Image-grounded pointing data:
● ● ●

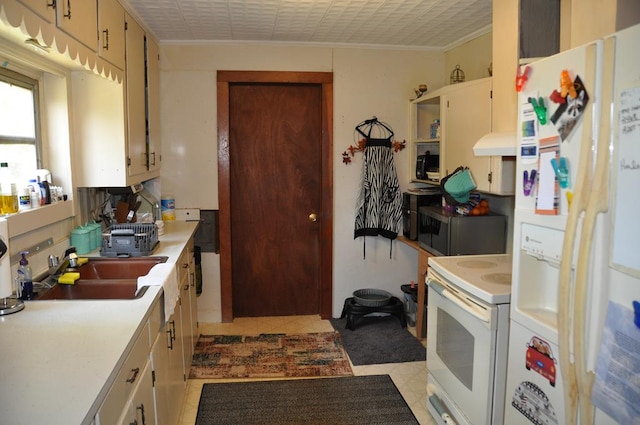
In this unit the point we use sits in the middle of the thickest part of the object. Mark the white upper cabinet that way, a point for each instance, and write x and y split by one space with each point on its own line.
467 117
135 89
153 106
111 22
79 18
46 9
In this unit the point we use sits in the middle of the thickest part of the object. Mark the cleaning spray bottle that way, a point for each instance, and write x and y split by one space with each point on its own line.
25 277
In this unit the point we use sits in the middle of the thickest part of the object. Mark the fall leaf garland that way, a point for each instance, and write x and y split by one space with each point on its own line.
362 143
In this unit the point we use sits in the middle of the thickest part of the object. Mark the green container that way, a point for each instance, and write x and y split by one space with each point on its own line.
96 234
81 239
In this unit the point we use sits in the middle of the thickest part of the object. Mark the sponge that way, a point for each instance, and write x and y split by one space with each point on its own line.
69 278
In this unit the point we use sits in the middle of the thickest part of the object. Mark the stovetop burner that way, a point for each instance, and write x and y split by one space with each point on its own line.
501 278
477 264
487 277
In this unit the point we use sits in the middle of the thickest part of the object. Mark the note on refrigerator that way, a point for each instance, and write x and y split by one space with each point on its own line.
616 390
626 178
547 201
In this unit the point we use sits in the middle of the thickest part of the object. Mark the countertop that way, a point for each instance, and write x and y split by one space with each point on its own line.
59 358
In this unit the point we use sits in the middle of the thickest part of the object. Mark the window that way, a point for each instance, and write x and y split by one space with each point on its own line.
19 124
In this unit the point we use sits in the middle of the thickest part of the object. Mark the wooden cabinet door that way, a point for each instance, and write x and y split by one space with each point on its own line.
135 89
467 118
111 32
79 19
423 266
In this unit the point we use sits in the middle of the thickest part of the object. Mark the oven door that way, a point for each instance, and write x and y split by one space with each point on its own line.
461 341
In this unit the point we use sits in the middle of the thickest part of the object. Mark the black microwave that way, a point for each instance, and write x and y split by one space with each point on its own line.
411 202
447 233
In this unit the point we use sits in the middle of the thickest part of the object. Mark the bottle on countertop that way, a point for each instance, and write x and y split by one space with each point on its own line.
8 191
25 277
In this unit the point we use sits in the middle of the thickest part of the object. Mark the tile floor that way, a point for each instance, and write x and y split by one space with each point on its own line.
410 378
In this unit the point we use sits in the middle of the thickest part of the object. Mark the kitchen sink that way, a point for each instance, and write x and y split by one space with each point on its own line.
118 268
104 279
97 289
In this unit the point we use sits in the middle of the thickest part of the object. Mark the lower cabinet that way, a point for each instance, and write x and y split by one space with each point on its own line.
140 409
128 383
168 365
151 385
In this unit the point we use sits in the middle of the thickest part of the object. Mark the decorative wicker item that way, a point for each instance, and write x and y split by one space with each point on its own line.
457 75
371 297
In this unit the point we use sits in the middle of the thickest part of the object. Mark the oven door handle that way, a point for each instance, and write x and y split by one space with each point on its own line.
470 308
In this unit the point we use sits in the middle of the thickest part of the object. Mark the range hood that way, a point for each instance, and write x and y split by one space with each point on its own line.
496 144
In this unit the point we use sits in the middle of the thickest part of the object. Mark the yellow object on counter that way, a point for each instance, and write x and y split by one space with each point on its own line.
69 278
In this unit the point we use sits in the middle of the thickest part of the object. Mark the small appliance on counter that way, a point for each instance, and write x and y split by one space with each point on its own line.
427 167
447 233
411 202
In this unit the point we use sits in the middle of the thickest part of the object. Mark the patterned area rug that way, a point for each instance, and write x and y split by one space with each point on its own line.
270 356
354 400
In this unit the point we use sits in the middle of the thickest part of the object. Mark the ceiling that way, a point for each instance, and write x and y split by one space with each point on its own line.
420 24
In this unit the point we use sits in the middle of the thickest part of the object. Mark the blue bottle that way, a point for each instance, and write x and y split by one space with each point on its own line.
26 279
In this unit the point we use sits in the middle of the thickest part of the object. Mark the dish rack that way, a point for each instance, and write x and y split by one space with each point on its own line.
129 240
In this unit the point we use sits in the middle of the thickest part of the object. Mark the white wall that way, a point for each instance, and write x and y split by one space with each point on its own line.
367 82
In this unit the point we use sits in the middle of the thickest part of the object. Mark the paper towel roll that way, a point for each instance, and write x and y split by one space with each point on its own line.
6 283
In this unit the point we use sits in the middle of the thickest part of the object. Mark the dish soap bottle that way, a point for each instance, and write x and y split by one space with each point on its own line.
26 280
9 191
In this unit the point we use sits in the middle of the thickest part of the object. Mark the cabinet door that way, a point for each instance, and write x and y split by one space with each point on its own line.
153 106
160 364
176 385
140 408
46 9
111 32
135 89
79 19
467 118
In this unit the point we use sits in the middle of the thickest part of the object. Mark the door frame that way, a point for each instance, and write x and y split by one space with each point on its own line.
224 79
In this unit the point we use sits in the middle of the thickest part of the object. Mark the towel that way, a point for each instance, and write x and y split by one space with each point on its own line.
165 275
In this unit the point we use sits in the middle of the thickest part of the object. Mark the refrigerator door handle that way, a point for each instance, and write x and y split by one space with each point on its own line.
598 203
566 311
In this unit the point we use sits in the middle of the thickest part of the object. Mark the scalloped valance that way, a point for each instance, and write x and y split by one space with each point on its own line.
69 52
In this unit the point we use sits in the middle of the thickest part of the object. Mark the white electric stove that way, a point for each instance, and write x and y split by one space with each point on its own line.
487 277
467 337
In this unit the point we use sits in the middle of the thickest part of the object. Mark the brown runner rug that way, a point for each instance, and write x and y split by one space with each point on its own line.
270 356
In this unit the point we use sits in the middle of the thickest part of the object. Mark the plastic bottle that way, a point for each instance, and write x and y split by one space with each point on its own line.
24 199
36 198
8 191
25 276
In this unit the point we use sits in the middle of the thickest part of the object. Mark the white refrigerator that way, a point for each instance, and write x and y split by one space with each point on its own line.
574 340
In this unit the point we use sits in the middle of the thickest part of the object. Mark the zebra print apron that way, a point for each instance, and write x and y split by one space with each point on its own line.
379 204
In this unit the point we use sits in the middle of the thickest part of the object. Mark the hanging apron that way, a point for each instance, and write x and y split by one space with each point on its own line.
379 204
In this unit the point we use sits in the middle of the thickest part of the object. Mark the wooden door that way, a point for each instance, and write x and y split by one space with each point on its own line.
278 249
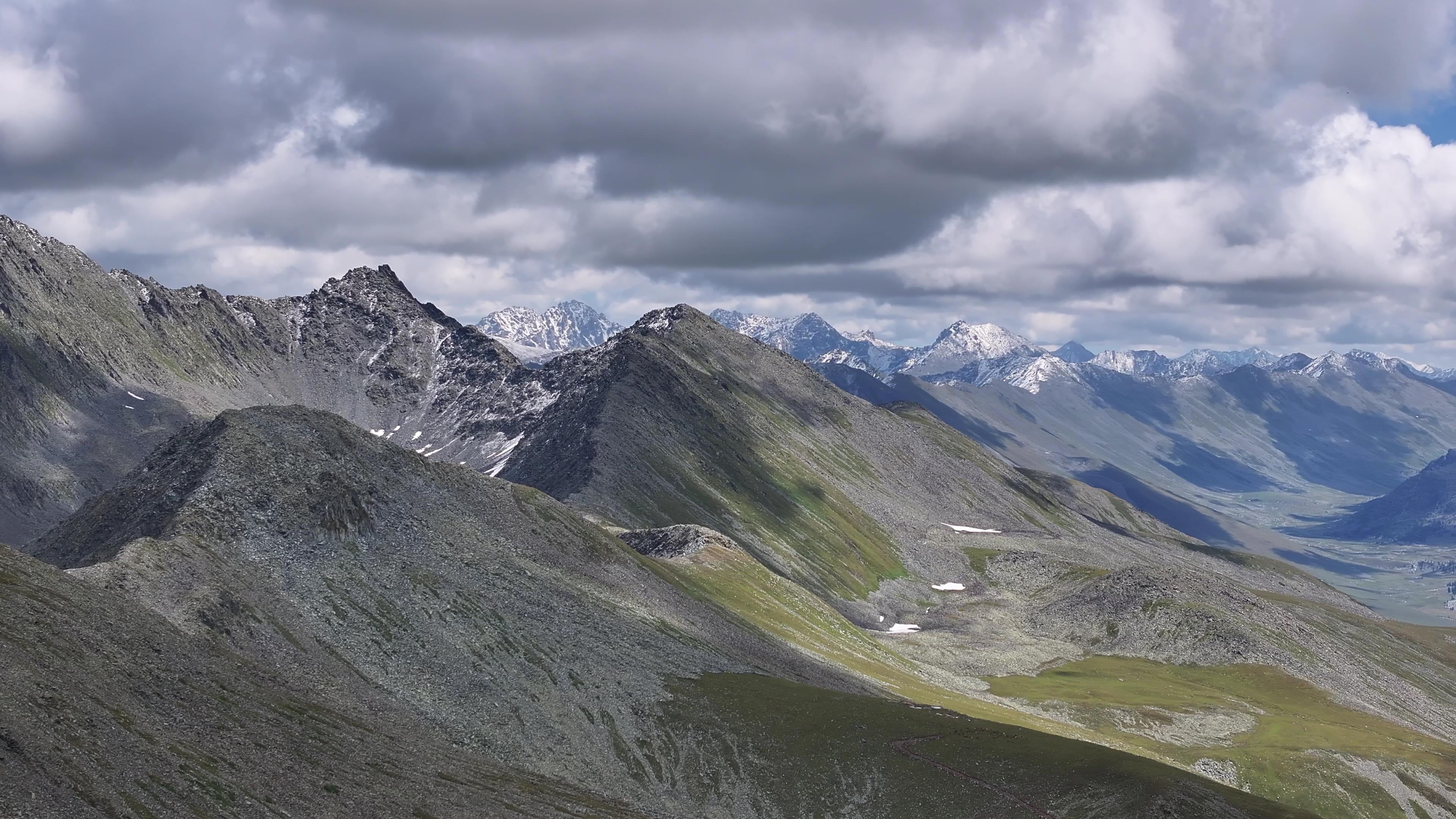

● ● ●

Requirement: Above are records with pictures; repeat them exactly, but without the pictures.

Expected answer:
In this unit the point we use sits in the middle of the thickest part of the object. Mark the white upper cabinet that way, a point for each instance, and write x and y split by one space with each point on its own line.
467 117
135 89
153 106
111 22
79 18
46 9
In this unit the point we use sits in the middle of the thickest part of the object. Mark the cleaning spray bottle that way, a point for each instance, and write x and y split by one space with each point on its own line.
25 277
In this unit the point we use sits in the middle of the thickest part of the object. Mark the fall leaf garland that way, a point for each instance, and write x and y split by one space with each point on its own line.
362 143
In this unit the point we use sits in the middle of the thickest part of the object. Mark the green container that way, a point for each instance, and write x and y split by one space with each point on its own line.
96 234
81 239
In this unit the point we use sits in the middle of the thickest part of the object. Mark the sponge that way, a point for each instance, and write x and y split by one space with each point on its own line.
69 278
In this unit the point we use sits in the middle of the thickest part of the object. Mark the stovetop burner that way, a point for each instance, and write x and y split by one space with each point on its own line.
501 278
477 264
487 277
In this unit the point we use sits in the middle of the thickest part of the object. Mark the note on refrigerator that way, a point for each instance, and write x and y split by one space with each point on its own line.
616 390
626 178
547 201
In this unit the point we use sits in the middle of the thickest part of the object. Mark the countertop that way, a point for each instance, and write x and y split by one space with each point on its own line.
59 358
In this unit the point we use sits in the middle of the thickest part of the object. Mark the window that way, a point for each instance, and write x and y split by one space with each point on its own line.
19 124
In this unit the point we use sits in the middle of the thickest part of the object. Mark the wooden cabinet door that way, a point for each instance, and write x and y split by one space with each point on its own line.
135 89
467 118
111 32
79 19
423 266
In this unit the point we use sits in the middle of the thickest part of the object. Mark the oven door that way, a point for each instance, and write x and y split by one space with each point on its own line.
461 341
In this unit the point we use sits in the middle of the thickest part of the object. Mark the black microwave that way, a point for each instance, and write x and y split by one space with each point on its own line.
411 202
447 233
In this unit the point we use sits in the middle of the thickest part of the object. Mark the bottle on countertop that way, a point for each instance, and write x and y split by one space with each point on its own line.
8 191
25 277
In this unit the point we use sits in the middle of the thickest part of the object. Mark the tile floor that way, a point for each instance, and write x and y split by one space with each point on its own line.
410 378
In this unit the point we use sits in the middle of the thickest part of the object. Mark the kitchen sink that way, a point for each instance, and write x and y split by one space with each point on its own line.
118 268
104 279
97 289
In this unit the point we use sits in the middle of the thickest part of the object. Mark the lower cabinet that way, a point for each instance, and write x and y split by one space with each point on its own line.
140 409
128 383
168 365
151 385
In this unit the point we use sits in the middle of the thickest part of the object. Mark the decorative wicker item that way, a point for each instance, and write x and y split by one space with each point on its own line.
457 75
371 297
In this unit the point we use sits in the middle of the thickest part of the object. Mark the oven door handle that way, a point for each instance, and write x and y split by one space with each point on its own line.
470 308
In this unit the point we use sits in the middle of the thickest part of the object. Mark the range hood that way, a point for each instance, and write x and y split by one space with each point on its own line.
496 144
In this unit the point we use sits in the middle of the thickest part of the object. Mark the yellow object on counter that way, a point for each instance, and write x and y split by one space with each point on its own line.
69 278
In this unit the point we use sits in the middle of the thickest part of the object. Mark the small appliance on counter that way, a point for each instance, and write x and y split by one space with each point on its own line.
427 167
447 233
411 202
In this unit the point we use sits in the middle of the thickest part of the object. Mark the patterned area rug that way, a point for each instance, and write x and y split by one space with each point on its own line.
270 356
354 400
In this unit the point we use sits in the middle of the thickest part of the object. Mark the ceiling that way, a point for each instance, and write x and y split by one space with each point on its own line.
420 24
In this unit the point we use sits in the middle of the thickest part of the object. Mark the blue bottle that way, a point for each instance, and write x and y split by one space with each point on its own line.
26 279
In this unit the point we use sits in the middle of the thickest part of the object. Mark the dish rack that way, a point for each instance, and write x and y split by one space with each point on its own line.
129 240
In this unit the point we use sits in the middle of the thickest part of the object. Mark the white wall that way, a point for each instance, and write x and y split by one space with each point on its own line.
367 82
In this unit the point we use sits in the middle of the thickest part of the object. Mark the paper towel roll that way, a point for each instance, and write x and y split by one space with each point on its own line.
6 283
In this unit the point we use sits in the middle of the thickest part of the object. Mark the dish soap bottle that way, a point for each instance, and write x and y split by one space with each point on its own line.
26 280
9 191
In this unit the point we use sits in the middle of the thickest part of the object. Mark the cabinet door that way, a point for each instance, and write x and y split by one space with each point on its own line.
153 106
160 364
176 385
140 408
46 9
111 32
135 89
79 19
467 118
In this unit the point we use sits in the middle of the thickest part of the object. Mark the door frame that way, a point for each instance, and write x and y split by one space with each point on its own line.
224 79
In this unit the point we use sits in the middle of the thickest part of the object. Mark the towel that way, a point for each instance, and write x and y split by one space with each point on its own line.
165 275
In this unit the point we use sits in the middle of the thickest part of the object. Mark the refrigerator door handle that way, a point for each instance, and write x and y split by one space with each point on its own line.
598 203
566 311
In this unit the point we use sits in the middle of the thickest part of the object. Mark the scalloped valance that way, a point for each instance, and write x and y split by one space with each point on its own line.
69 52
In this unit the point we use sits in the middle of the thickest part of the object. Mark the white electric stove that way, a point for each instance, and write x and y split by one space with each point on its own line.
487 277
467 337
In this unit the point we use sits in the middle of the thickest part of the object. Mark the brown runner rug that way, a point for each instance, and write x and y split by one space with each point on its own line.
270 356
In this unit the point we use sits in the middle of the thickest part of the object. Mark the plastic bottle that way, a point for each instance, and write x and y split by one space with each point on its own line.
24 199
36 198
8 191
25 276
In this unit the point we use sits in the middle of the thickest part of the object. Mark the white refrigerator that way, a point for each instance, and write x and y split by one space with each point on its own line.
574 340
In this unit the point we use sits in the middle of the thickest part of the object. Mark the zebra print apron that way, a point for each instance, and write x and y split by one space with each point on its own line.
379 204
In this unit the point we use sits in the middle of the thickest part of the object. Mark the hanging apron that way, a point for each instance, and write x and y split by one space with each point on its own line.
379 204
In this unit the point we use sits in the middle of the thickest part of the object. Mark the wooden door that way, a point for each instance, and write x and y split by one space with each point on its own line.
278 249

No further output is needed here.